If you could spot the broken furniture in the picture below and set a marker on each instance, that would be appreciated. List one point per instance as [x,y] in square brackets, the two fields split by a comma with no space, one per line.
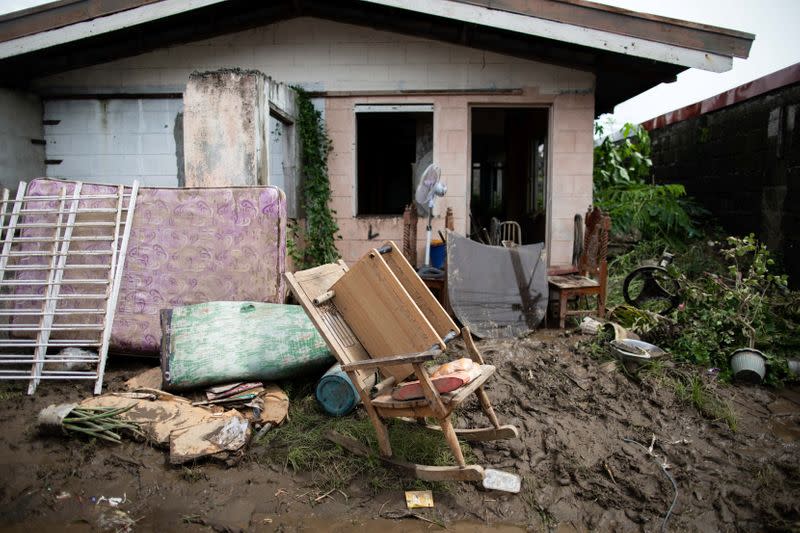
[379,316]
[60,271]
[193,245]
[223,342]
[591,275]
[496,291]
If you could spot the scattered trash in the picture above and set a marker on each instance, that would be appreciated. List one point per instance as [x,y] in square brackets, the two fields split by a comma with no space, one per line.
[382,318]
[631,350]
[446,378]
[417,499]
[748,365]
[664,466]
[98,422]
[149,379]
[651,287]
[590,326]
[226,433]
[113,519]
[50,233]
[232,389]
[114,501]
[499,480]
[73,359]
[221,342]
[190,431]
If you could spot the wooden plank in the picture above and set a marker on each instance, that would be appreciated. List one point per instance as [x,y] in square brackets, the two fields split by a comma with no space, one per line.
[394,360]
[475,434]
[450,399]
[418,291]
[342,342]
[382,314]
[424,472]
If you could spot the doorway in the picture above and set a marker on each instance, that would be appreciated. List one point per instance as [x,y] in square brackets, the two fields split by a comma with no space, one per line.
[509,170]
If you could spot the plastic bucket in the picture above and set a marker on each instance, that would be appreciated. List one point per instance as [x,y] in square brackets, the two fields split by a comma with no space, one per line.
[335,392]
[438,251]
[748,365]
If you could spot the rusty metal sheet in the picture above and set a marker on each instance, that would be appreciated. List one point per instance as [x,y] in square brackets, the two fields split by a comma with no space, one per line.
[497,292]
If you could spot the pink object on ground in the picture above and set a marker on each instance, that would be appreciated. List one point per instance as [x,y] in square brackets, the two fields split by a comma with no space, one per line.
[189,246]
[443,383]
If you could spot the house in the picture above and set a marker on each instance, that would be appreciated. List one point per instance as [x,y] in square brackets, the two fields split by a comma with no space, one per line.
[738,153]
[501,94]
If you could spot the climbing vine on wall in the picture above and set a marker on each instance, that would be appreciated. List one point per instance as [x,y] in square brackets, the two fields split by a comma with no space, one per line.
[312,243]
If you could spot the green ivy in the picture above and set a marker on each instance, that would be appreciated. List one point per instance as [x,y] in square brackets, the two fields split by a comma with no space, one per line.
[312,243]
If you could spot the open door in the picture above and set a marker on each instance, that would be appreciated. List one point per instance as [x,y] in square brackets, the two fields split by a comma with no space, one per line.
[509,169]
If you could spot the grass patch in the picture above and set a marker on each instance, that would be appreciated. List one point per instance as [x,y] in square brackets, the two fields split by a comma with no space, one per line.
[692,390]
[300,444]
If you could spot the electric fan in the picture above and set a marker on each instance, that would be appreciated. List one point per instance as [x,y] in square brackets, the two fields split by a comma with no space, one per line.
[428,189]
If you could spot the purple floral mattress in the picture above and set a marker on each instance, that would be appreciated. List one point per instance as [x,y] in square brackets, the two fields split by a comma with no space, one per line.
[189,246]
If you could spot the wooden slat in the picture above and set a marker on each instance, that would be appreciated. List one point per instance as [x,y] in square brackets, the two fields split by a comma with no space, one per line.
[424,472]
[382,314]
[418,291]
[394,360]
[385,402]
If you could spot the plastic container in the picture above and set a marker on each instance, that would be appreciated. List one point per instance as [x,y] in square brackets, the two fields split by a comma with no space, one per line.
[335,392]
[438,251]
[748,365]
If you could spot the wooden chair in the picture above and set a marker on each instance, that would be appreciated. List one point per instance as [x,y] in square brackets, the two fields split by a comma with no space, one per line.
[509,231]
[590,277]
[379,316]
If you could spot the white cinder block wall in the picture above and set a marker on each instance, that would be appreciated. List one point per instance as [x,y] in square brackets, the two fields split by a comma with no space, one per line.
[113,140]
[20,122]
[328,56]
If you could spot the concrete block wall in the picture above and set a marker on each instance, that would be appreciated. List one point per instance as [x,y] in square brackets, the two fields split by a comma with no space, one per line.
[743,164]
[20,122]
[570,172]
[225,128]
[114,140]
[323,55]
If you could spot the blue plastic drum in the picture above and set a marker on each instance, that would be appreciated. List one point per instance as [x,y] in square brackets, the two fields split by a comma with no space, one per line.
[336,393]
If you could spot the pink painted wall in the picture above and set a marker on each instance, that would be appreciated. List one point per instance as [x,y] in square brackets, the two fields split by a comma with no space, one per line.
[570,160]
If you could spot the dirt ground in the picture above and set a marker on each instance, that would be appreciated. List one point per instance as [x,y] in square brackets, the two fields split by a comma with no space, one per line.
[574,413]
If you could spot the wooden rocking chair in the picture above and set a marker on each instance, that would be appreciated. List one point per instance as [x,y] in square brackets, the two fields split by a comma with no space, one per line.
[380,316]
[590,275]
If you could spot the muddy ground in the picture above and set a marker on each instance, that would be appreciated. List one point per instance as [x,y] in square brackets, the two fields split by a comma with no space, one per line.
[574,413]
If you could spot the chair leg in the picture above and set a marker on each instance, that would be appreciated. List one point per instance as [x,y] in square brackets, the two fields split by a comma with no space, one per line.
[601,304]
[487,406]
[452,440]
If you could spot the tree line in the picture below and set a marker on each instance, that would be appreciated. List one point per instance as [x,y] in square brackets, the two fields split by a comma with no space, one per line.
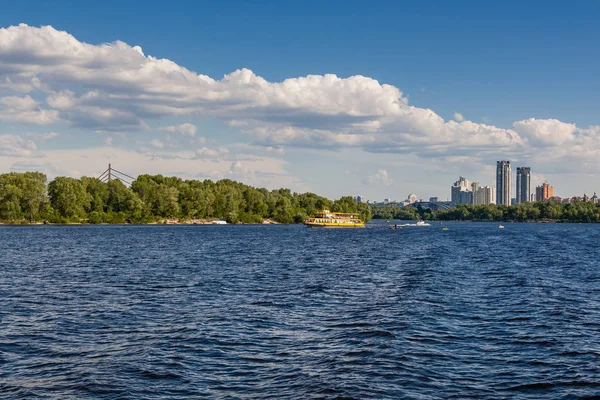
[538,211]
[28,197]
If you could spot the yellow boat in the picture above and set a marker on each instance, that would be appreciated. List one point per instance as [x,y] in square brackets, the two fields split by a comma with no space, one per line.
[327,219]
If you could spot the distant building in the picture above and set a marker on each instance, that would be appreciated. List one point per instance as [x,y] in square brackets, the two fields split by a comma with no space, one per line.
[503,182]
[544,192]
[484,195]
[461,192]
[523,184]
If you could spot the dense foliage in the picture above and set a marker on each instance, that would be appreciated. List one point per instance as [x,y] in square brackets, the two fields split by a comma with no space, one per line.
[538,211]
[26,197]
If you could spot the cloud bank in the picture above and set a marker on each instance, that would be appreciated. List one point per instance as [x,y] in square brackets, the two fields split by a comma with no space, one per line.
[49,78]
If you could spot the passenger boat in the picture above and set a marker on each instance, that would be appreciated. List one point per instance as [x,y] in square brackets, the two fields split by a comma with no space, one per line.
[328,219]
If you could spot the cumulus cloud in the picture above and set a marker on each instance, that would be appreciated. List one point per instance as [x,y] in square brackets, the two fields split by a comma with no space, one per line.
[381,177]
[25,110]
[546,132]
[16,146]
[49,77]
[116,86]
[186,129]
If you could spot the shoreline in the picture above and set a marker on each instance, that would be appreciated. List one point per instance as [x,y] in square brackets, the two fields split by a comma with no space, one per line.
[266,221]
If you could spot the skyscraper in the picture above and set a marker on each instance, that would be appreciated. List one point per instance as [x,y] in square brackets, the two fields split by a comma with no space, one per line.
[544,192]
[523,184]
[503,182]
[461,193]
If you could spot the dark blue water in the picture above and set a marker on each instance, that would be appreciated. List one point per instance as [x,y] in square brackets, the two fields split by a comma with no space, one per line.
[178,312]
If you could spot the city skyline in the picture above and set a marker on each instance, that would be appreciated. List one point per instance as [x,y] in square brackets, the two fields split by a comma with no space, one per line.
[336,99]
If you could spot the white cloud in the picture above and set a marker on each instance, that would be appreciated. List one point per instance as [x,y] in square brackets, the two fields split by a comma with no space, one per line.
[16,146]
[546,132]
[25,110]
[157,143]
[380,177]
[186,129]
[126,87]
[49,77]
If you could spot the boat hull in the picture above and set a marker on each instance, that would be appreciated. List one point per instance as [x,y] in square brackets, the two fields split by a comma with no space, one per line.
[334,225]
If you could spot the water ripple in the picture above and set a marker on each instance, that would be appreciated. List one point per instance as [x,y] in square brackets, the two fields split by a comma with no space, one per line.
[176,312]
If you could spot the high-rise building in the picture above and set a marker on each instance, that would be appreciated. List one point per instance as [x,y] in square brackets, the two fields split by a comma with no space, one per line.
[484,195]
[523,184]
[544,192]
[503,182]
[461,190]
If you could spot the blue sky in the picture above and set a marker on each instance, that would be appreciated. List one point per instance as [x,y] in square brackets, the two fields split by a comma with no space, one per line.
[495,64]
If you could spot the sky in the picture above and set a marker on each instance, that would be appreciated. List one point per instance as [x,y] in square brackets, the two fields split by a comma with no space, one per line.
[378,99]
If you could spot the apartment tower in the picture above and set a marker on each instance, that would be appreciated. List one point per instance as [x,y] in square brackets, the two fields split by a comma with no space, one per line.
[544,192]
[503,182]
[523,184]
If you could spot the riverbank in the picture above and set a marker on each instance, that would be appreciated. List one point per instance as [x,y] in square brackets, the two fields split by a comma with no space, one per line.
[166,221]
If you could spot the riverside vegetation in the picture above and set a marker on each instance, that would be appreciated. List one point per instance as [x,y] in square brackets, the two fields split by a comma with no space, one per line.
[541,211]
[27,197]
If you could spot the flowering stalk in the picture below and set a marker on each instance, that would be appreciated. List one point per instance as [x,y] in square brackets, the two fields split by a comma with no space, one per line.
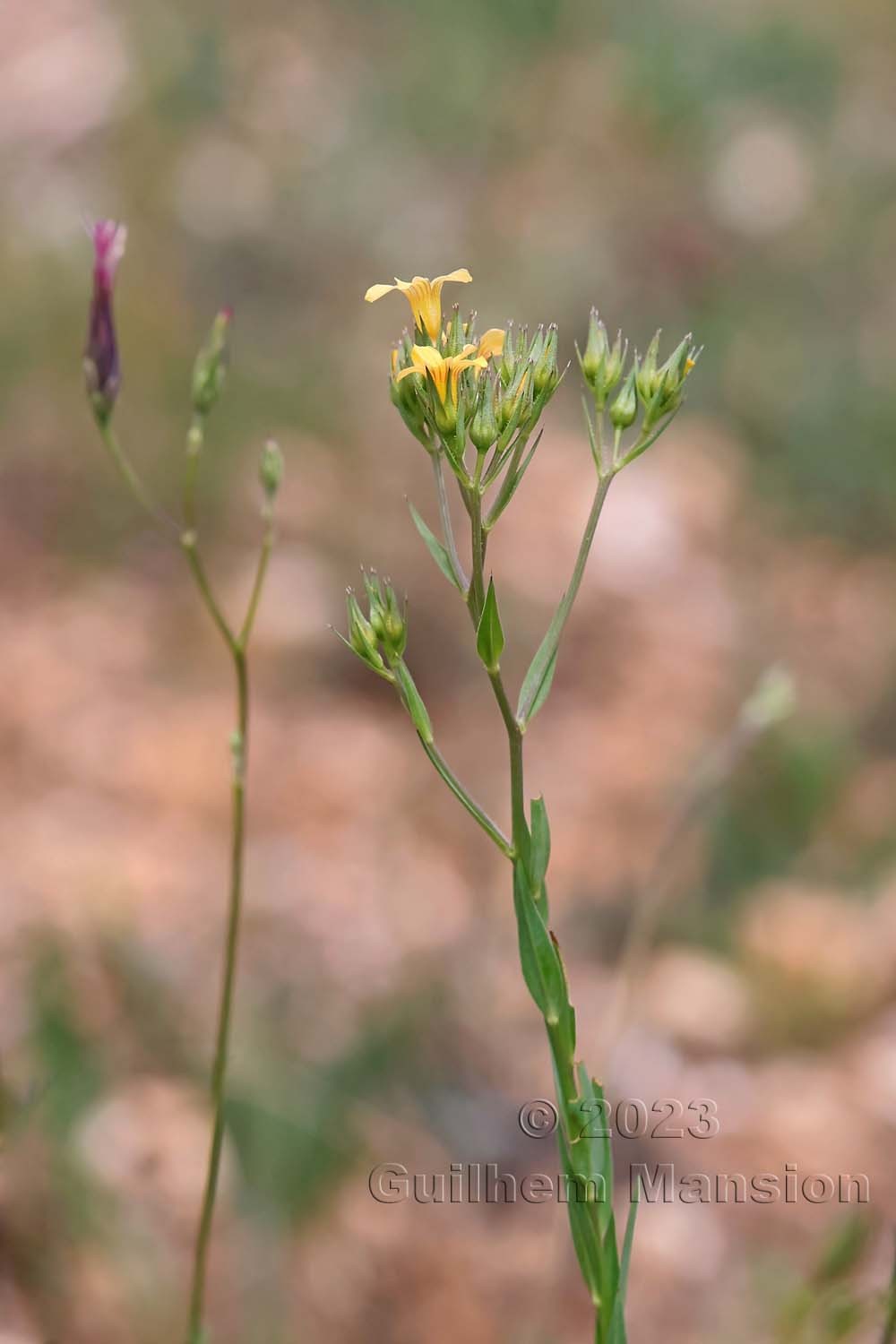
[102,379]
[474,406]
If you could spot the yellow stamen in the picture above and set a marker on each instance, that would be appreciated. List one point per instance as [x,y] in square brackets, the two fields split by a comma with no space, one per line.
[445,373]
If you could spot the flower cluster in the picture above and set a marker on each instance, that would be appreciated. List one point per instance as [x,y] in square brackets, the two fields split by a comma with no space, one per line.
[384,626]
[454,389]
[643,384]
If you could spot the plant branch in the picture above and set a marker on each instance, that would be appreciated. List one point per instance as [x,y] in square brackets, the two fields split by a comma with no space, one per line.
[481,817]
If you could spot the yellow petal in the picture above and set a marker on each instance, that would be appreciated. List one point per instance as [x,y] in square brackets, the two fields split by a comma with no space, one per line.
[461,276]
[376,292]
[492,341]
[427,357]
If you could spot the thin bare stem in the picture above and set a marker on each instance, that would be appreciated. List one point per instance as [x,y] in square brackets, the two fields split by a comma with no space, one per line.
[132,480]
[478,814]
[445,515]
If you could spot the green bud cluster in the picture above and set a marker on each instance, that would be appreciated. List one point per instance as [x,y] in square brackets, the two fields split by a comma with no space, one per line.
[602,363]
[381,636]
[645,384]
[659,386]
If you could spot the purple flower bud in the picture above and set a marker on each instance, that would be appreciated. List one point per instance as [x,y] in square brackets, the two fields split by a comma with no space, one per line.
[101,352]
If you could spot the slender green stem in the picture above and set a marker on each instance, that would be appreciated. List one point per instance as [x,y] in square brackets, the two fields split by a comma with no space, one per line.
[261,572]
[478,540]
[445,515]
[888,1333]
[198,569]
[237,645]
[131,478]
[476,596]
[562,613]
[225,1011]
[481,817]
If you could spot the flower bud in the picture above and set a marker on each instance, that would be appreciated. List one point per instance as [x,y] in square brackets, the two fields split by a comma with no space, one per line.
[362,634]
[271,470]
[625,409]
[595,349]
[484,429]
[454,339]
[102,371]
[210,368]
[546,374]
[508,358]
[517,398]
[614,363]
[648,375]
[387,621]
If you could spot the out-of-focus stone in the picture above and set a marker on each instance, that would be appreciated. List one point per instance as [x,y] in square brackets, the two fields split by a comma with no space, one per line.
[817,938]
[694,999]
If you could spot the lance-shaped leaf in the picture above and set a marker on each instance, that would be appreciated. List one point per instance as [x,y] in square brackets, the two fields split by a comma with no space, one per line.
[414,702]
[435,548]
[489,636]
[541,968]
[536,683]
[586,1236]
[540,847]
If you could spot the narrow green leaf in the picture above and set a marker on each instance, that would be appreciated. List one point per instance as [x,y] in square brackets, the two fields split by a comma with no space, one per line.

* * *

#### YOUR TASK:
Please retype exactly, and only, the lines starting at the one that contains "If you could spot the out-of-focus" and ending with the last line of the material.

#### RESPONSE TO THIS TASK:
If you could spot the out-of-focus stone in the picture above and set a marker on each instance, that would be appreciated. List one point per instance as [x,y] in square brackets, the two fields split by a comma with no space, one per line.
[817,938]
[694,999]
If you could spot the lance-shaped leaf in the picture above and set a marker on each instance, that would be appreciated. List one point per instance as [x,y] in square brackets, the two fields split by a comma with no space, one per line.
[414,702]
[435,548]
[489,636]
[541,968]
[536,683]
[586,1236]
[540,847]
If you could spot the narrow green leaf in the picture above and set a marker on each instance, that would be appreciated. List one point per instance as [x,y] in square brackets, the two fields split by a comma with no space, one per line.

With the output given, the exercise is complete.